▶ Sezione del testo
Sono argomentazioni di due anni fa, che tornano di attualità proprio oggi, quando da certe parti sembra che si voglia ritornare a quel sistema duale, nodo centrale della riforma Moratti, che è da respingere perché non risponde a nessuna esigenza della nostra società, e dal quale peraltro lo stesso Ministro Gelmini – stando alle dichiarazioni rese in Parlamento ed alla conferenza dei Presidenti delle Regioni – sembra essere sufficientemente distante.

D’altra parte, è sotto gli occhi di tutti che l’attuale mondo del lavoro è sempre più riccamente articolato al suo interno, per cui quella separazione netta tra lavoro manuale ed intellettuale, ereditata da un passato anche non lontano, non ha più alcuna ragion d’essere. Pertanto, la formazione professionale regionale non può più svolgere quelle funzioni di recupero dei cosiddetti “meno capaci” e di formazione di una manovalanza di basso profilo. La sua funzione, invece, è quella di intervenire in quei settori di specializzazione di alto profilo tecnico e tecnologico che possono riguardare soltanto soggetti usciti da un obbligo di istruzione cha abbia almeno una durata decennale, come avviene del resto in quasi tutti i Paesi ad alto sviluppo. E si tratta di specializzazioni mirate che non sono di competenza dell’istruzione.

▶ Compiti assegnati
1. Trascriva il passo del brano sulla formazione professionale che inizia con "D’altra parte, è" e termina con "di competenza dell’istruzione.".
2. Per ciascuna affermazione indichi sì o no, a seconda che concordi o meno con il brano sulla formazione professionale, e citi fedelmente le parole decisive: (a) il sistema duale è il nodo centrale della riforma Moratti; (b) la separazione tra lavoro manuale e intellettuale conserva la sua ragion d'essere; (c) le specializzazioni mirate sono di competenza dell'istruzione.

▶ Voci riportate
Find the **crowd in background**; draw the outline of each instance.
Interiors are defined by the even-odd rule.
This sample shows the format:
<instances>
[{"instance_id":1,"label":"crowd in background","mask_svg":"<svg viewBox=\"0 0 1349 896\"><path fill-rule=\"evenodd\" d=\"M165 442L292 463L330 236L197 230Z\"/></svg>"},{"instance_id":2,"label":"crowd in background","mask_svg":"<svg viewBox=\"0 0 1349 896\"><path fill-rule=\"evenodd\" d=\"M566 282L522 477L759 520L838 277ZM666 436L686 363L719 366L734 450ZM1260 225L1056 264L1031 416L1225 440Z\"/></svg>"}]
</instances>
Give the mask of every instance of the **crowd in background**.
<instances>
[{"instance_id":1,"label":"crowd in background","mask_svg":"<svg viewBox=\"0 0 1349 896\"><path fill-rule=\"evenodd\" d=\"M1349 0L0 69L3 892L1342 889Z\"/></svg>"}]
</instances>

---

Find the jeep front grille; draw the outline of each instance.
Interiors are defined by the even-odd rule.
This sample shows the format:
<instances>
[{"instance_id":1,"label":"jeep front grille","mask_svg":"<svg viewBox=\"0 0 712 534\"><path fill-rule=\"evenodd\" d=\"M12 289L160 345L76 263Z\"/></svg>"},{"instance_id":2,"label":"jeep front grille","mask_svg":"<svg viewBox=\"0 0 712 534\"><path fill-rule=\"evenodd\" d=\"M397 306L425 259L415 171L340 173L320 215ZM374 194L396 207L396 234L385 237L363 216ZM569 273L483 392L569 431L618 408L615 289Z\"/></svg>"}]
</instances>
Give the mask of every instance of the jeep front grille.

---

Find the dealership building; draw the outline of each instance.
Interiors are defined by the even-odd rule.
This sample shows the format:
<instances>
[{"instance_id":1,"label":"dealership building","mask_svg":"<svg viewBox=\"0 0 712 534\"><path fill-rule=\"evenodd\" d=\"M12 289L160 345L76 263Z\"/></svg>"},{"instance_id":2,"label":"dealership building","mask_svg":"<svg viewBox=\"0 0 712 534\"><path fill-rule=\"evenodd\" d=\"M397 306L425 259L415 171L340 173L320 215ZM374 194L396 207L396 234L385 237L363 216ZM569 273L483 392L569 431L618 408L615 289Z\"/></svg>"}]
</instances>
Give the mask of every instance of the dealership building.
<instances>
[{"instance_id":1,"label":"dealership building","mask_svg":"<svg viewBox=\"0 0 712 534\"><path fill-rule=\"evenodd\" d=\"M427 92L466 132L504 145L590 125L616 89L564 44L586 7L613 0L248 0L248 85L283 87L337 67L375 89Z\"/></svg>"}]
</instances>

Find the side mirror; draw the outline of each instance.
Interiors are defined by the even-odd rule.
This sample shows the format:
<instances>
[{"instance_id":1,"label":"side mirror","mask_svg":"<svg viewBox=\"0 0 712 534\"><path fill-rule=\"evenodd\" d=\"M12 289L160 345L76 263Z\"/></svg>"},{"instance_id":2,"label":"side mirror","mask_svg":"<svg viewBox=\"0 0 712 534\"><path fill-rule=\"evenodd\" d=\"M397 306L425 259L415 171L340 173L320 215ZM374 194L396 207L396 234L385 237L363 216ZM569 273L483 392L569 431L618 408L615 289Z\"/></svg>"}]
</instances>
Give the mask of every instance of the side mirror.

▶ Risposte per compito
1.
D’altra parte, è sotto gli occhi di tutti che l’attuale mondo del lavoro è sempre più riccamente articolato al suo interno, per cui quella separazione netta tra lavoro manuale ed intellettuale, ereditata da un passato anche non lontano, non ha più alcuna ragion d’essere. Pertanto, la formazione professionale regionale non può più svolgere quelle funzioni di recupero dei cosiddetti “meno capaci” e di formazione di una manovalanza di basso profilo. La sua funzione, invece, è quella di intervenire in quei settori di specializzazione di alto profilo tecnico e tecnologico che possono riguardare soltanto soggetti usciti da un obbligo di istruzione cha abbia almeno una durata decennale, come avviene del resto in quasi tutti i Paesi ad alto sviluppo. E si tratta di specializzazioni mirate che non sono di competenza dell’istruzione.

2.
(a) Sì: "quel sistema duale, nodo centrale della riforma Moratti".
(b) No: "non ha più alcuna ragion d’essere".
(c) No: "non sono di competenza dell’istruzione".